§ **Exercise description**
Continue the article on the COVID-19 pandemic in Christmas Island from its last sentence.

- Disease: COVID-19
- Pathogen: SARS-CoV-2
- Location: Christmas Island
- Arrival date: 6 March 2022
- Confirmed cases: 493
- Active cases: 47
- Recovered: 446
- Deaths: 0

Government website
- https://indianoceanterritories.com.au/news/

= COVID-19 pandemic in Christmas Island =

Ongoing viral pandemic in Christmas Island

The COVID-19 pandemic in Christmas Island is part of the ongoing worldwide pandemic of coronavirus disease 2019 (COVID-19) caused by severe acute respiratory syndrome coronavirus 2 (SARS-CoV-2). The virus was confirmed to have reached Christmas Island on 6 March 2022.

== Background ==
On 12 January 2020, the World Health Organization (WHO) confirmed that a novel coronavirus was the cause of a respiratory illness in a cluster of people in Wuhan City, Hubei Province, China, which was reported to the WHO on 31 December 2019.

The case fatality ratio for COVID-19 has been much lower than SARS of 2003, but the transmission has been significantly greater, with a significant total death toll.

§ **Supplied entries**

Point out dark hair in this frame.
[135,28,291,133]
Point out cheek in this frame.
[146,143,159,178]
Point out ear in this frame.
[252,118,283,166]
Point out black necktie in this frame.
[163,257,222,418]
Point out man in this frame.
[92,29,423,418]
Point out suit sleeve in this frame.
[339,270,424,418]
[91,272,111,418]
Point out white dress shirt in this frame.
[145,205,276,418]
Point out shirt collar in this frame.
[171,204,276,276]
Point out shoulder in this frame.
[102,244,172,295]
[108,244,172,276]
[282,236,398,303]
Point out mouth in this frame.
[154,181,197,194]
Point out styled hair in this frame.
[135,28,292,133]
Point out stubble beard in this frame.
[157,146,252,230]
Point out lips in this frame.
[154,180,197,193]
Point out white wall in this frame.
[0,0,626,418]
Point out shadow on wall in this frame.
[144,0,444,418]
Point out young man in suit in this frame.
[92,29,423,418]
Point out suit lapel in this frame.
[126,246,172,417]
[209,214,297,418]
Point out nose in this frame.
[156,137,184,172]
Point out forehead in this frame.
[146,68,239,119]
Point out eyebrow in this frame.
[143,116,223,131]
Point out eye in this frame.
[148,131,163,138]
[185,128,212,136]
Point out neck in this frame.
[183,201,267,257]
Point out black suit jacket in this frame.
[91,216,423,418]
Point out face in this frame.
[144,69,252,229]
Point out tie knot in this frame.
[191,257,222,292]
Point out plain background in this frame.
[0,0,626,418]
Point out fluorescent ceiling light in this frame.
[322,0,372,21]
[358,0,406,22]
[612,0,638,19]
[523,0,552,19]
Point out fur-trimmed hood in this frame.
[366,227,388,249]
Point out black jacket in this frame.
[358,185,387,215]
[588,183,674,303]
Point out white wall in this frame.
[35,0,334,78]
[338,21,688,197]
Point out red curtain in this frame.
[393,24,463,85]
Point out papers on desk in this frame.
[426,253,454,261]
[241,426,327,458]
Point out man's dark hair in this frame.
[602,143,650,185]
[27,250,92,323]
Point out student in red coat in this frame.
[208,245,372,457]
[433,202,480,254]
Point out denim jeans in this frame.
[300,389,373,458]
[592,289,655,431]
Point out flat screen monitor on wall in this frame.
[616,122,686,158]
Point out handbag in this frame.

§ **Answer space**
Christmas Island along with the Cocos (Keeling) Islands constitute the Australian Indian Ocean Territories. Christmas Island was formerly part of the Straits Settlements until they were transferred to Australia during the 1950s. As an Australian dependency, the island is not self-governing, but has its own local government.

== Timeline ==

=== March 2022 ===
On 6 March 2022, a traveller from Australia tested positive for COVID-19.

On 9 March, a new positive case (not related with the first case) was confirmed on a passenger who had traveled from Australia.

On 12 March, two new cases are reported.

On 19 March, the Christmas Island reported one new case, bringing the total number to eight. There were a total of three recoveries.

On 21 March, Christmas Island reported three new cases and five new recoveries.

On 23 March, Christmas Island reported two new recoveries, bringing the total number of recoveries to five.

On 27 March, one new recovery was reported on Christmas Island, bringing the total number of recoveries to eight.

On 29 March, one new case was reported, bringing the total number of cases to 11.

===April 2022===
On 1 April, one new case was reported, bringing the total number of cases to 12. That same day, Administrator Natasha Griggs identified the Christmas Island Recreation Centre as a casual contact exposure centre.

On 4 April, one new cases was reported, bringing the total number of cases to 13.